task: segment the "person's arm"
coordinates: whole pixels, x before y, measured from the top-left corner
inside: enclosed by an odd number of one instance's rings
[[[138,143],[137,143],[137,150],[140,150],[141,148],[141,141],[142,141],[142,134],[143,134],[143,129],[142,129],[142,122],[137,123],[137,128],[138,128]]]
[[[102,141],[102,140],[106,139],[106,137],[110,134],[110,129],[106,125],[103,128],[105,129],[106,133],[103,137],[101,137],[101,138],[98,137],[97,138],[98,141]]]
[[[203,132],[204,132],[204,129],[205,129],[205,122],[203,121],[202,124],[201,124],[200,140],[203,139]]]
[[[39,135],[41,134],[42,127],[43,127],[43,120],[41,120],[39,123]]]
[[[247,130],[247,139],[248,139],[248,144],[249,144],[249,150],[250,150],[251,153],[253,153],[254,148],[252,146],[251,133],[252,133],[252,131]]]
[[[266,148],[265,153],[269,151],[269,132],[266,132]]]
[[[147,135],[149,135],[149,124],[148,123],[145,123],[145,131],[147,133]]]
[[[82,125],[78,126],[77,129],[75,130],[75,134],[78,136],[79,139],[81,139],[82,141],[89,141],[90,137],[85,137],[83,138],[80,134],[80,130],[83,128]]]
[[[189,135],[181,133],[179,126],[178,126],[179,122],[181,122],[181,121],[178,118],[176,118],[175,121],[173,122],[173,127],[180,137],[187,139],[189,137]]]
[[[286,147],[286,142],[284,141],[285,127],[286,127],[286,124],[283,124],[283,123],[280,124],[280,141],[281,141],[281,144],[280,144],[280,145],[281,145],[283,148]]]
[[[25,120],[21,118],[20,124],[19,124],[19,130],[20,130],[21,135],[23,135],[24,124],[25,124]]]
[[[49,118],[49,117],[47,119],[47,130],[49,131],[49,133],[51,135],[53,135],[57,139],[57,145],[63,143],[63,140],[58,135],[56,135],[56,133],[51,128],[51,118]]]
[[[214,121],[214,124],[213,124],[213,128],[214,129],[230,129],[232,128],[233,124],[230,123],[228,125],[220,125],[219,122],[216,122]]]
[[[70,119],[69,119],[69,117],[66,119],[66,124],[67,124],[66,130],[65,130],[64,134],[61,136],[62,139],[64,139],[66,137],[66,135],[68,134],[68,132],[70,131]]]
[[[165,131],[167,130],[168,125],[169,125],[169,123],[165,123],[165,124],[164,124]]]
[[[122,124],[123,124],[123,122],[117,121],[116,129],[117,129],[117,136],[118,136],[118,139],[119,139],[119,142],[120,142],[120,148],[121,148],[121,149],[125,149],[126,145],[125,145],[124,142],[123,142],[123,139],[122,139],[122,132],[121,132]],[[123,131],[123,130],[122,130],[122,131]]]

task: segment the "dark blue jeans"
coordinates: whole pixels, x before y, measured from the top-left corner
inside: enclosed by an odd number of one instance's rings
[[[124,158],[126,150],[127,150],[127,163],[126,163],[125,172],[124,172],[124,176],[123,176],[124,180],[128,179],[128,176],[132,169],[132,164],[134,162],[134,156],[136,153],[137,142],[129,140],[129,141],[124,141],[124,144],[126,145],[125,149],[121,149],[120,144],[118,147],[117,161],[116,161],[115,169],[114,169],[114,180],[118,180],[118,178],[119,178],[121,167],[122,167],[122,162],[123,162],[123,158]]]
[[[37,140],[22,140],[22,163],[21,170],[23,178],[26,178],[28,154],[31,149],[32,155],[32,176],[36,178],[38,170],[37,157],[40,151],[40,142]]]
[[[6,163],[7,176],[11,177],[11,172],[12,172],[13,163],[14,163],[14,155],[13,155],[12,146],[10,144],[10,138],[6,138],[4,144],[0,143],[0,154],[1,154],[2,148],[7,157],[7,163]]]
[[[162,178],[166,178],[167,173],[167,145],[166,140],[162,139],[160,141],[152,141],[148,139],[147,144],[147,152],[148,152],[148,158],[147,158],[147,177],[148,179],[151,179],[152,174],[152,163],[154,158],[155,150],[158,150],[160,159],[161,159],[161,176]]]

• **INSTRUCTIONS FOR THE TASK**: Repeat back the data above, exact to the last character.

• **WRITTEN RESPONSE**:
task: segment the "person's arm"
coordinates: whole pixels, x before y, measured from the top-left corner
inside: enclosed by an odd number of one instance's rings
[[[138,143],[137,143],[137,150],[140,150],[141,148],[141,141],[142,141],[142,134],[143,134],[143,129],[142,129],[142,122],[137,123],[137,128],[138,128]]]
[[[102,141],[102,140],[106,139],[106,137],[110,134],[110,129],[106,125],[103,128],[105,129],[106,133],[103,137],[101,137],[101,138],[98,137],[97,138],[98,141]]]
[[[203,132],[204,132],[204,129],[205,129],[205,122],[203,121],[202,124],[201,124],[200,140],[203,139]]]
[[[39,135],[41,134],[42,127],[43,127],[43,120],[41,120],[39,123]]]
[[[247,130],[247,139],[248,139],[248,144],[249,144],[249,150],[250,150],[251,153],[253,153],[254,148],[252,146],[251,133],[252,133],[252,131]]]
[[[266,148],[265,153],[269,151],[269,132],[266,132]]]
[[[147,135],[149,135],[149,124],[148,123],[145,123],[145,131],[147,133]]]
[[[82,125],[78,126],[77,129],[75,130],[75,134],[78,136],[79,139],[81,139],[82,141],[89,141],[90,137],[85,137],[83,138],[80,134],[80,130],[83,128]]]
[[[189,135],[181,133],[179,126],[178,126],[179,122],[181,122],[181,121],[178,118],[176,118],[175,121],[173,122],[173,127],[180,137],[187,139],[189,137]]]
[[[286,147],[286,142],[284,141],[285,127],[286,127],[286,124],[283,124],[283,123],[280,124],[280,141],[281,141],[281,144],[280,144],[280,145],[281,145],[283,148]]]
[[[25,120],[21,118],[20,124],[19,124],[19,130],[20,130],[21,135],[23,135],[24,124],[25,124]]]
[[[49,118],[49,117],[47,119],[47,130],[49,131],[49,133],[51,135],[53,135],[57,139],[57,145],[63,143],[63,140],[58,135],[56,135],[56,133],[51,128],[51,118]]]
[[[214,121],[214,124],[213,124],[213,128],[214,129],[230,129],[232,128],[233,124],[230,123],[228,125],[220,125],[219,122],[216,122]]]
[[[70,119],[69,119],[69,117],[66,119],[66,124],[67,124],[66,130],[65,130],[64,134],[61,136],[62,139],[64,139],[66,137],[66,135],[68,134],[68,132],[70,131]]]
[[[165,131],[167,130],[168,125],[169,125],[169,123],[165,123],[165,124],[164,124]]]
[[[122,124],[123,124],[123,122],[117,121],[116,129],[117,129],[117,136],[118,136],[118,139],[119,139],[119,142],[120,142],[120,148],[121,148],[121,149],[125,149],[126,145],[125,145],[124,142],[123,142],[123,139],[122,139],[122,132],[121,132]],[[123,131],[123,130],[122,130],[122,131]]]

task: segment the "dark blue jeans"
coordinates: whole pixels, x before y, measured from the top-left corner
inside: enclosed by an odd number of one instance's rings
[[[124,158],[126,150],[127,150],[127,163],[126,163],[125,172],[124,172],[124,176],[123,176],[124,180],[128,179],[128,176],[132,169],[132,164],[134,162],[134,156],[136,153],[137,142],[129,140],[129,141],[124,141],[124,144],[126,145],[125,149],[121,149],[120,144],[118,147],[117,161],[116,161],[115,169],[114,169],[114,180],[118,180],[118,178],[119,178],[121,167],[122,167],[122,162],[123,162],[123,158]]]
[[[37,140],[22,140],[22,163],[21,170],[23,178],[26,178],[28,154],[31,149],[32,155],[32,176],[36,178],[38,170],[37,157],[40,151],[40,142]]]
[[[6,163],[7,176],[11,177],[11,172],[12,172],[13,163],[14,163],[14,155],[13,155],[12,146],[10,144],[10,138],[6,138],[4,144],[0,143],[0,154],[1,154],[2,148],[7,157],[7,163]]]
[[[162,178],[166,178],[167,173],[167,145],[166,140],[162,139],[160,141],[152,141],[148,139],[147,144],[147,152],[148,152],[148,158],[147,158],[147,177],[148,179],[151,179],[152,174],[152,163],[154,158],[155,150],[158,150],[160,159],[161,159],[161,176]]]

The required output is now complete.